_Texto_
^^^^
La cruz y el martirio (no el martillo)
Hacer alharacas por la escultura comunista que Evo Morales entregó al Papa implica ignorar lo que significa el catolicismo en Latinoamérica
Una de las resacas memorables de la reciente gira del Papa Francisco por Sudamérica ha sido el momento —para unos oprobioso, para otros gracioso — en que el presidente Evo Morales le entrega un crucifijo clavado, literalmente, sobre una hoz y un martillo. Aunque no ardió Roma (el vocero de Bergoglio, Federico Lombardi, se encargó luego de bajarle las revoluciones al trance), sí cundió harta indignación en las redes sociales, y hasta en el verbo de algunos prelados.
Claro, no importaba que el autor de la escultura fuera Luis Espinal Camps, un jesuita catalán que emigró a Bolivia en 1968, y que fue torturado y asesinado —de varios balazos inmisericordes — un 22 de marzo de 1980. Tampoco que, en vida, este cura ejerció de crítico de cine, de guionista, de escritor, de conductor de televisión. Menos que fuera una figura reconocida por el movimiento de derechos humanos boliviano, que en esos tiempos vivía atenazado por los militares golpistas.
^^^^
[Registros guardados]
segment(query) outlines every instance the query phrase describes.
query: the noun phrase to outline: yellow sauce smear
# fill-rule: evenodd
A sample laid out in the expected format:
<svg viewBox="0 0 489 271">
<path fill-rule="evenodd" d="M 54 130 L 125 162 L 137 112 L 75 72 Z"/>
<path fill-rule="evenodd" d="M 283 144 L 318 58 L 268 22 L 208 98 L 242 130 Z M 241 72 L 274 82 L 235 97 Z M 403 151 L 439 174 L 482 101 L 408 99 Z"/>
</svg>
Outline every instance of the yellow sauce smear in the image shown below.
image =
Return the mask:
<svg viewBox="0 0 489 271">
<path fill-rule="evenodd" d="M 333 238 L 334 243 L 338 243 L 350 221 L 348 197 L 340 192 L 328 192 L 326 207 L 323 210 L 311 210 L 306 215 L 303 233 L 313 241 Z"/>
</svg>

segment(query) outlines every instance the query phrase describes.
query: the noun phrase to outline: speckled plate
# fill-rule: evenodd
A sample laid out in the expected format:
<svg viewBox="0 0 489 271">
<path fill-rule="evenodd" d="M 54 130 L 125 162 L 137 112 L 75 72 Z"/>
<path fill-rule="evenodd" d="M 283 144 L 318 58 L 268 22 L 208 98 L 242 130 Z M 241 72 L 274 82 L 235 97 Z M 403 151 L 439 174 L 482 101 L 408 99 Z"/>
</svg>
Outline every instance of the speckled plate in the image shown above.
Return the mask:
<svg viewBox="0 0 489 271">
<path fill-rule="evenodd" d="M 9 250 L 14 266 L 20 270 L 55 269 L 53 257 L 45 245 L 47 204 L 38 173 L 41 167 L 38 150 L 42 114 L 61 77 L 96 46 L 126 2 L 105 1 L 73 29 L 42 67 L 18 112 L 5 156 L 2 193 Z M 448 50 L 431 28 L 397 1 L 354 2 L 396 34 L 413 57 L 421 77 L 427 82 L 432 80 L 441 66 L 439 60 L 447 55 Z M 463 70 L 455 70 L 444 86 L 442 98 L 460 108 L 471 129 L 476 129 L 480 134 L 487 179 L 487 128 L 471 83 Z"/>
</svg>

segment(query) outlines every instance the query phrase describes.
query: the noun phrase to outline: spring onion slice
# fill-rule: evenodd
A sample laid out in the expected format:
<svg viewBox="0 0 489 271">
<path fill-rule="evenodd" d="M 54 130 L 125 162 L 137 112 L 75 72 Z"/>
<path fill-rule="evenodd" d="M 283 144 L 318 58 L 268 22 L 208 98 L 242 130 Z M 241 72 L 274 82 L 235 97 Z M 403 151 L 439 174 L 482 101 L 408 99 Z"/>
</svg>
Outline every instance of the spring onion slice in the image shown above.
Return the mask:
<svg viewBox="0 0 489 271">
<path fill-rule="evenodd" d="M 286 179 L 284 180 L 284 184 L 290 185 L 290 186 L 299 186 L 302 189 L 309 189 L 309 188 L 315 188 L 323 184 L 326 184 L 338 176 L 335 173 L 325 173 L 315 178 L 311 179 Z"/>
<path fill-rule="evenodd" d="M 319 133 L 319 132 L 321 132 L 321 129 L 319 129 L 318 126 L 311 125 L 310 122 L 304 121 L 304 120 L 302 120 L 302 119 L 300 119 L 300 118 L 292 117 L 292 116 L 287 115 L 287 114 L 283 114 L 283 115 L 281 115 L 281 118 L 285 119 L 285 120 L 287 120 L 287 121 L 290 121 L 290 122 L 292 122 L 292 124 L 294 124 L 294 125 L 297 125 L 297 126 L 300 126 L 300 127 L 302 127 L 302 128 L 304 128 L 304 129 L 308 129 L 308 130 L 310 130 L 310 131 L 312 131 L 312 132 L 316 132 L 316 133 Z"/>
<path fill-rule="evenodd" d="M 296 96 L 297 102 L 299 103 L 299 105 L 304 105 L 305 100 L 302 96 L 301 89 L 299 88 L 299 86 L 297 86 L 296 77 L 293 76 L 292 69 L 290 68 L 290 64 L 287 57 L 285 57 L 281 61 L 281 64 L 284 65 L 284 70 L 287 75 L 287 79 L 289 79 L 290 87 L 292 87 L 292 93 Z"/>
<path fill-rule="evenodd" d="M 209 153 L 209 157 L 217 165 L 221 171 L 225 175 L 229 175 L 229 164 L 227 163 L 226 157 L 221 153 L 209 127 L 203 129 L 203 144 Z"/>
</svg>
^^^^
_Lo que se pide_
Prosigue el artículo sobre el crucifijo que Evo Morales entregó al Papa Francisco a partir de su último párrafo.

_Respuesta_
Lo que quedó de la foto fue la supuesta controversia, la sensación de profanación comunista incluso, porque, en una parte del imaginario ciudadano global, se desconocen o se quieren desconocer adrede las historias detrás de las imágenes. Peor aún: se olvida que Espinal fue, al fin de cuentas, una víctima de las tantas que hubo en la América Latina de esos años, debido a regímenes represores que hasta llegaron a plasmar el nada cristiano y perverso Plan Cóndor.
Monseñor Óscar Arnulfo Romero, el arzobispo de San Salvador hoy beatificado, moriría apenas dos días después de Espinal (el 24/3/1980), acribillado en plena misa por un comando paramilitar, que no formaba parte del citado plan, pero sí de esa estrategia destinada a aplastar toda disidencia contraria a las elites excluyentes y gobernantes. Por eso los jesuitas (Francisco lo es, no lo olvidemos) han encontrado la evidente conexión entre ambos sacerdotes victimados.
Hacer suprema alharaca por la escultura presuntamente sacrílega también implica perder de vista lo que significó y aún significa el catolicismo en esta región, algo que explica en parte la masiva asistencia a los rituales encabezados por Bergoglio en estos días. En Europa, fieles en esas cantidades navegables sólo pueden verse en algunos países del Este, quizás en Roma; pero no en otras zonas del Viejo Mundo, que fue el que precisamente trajo a América la evangelización.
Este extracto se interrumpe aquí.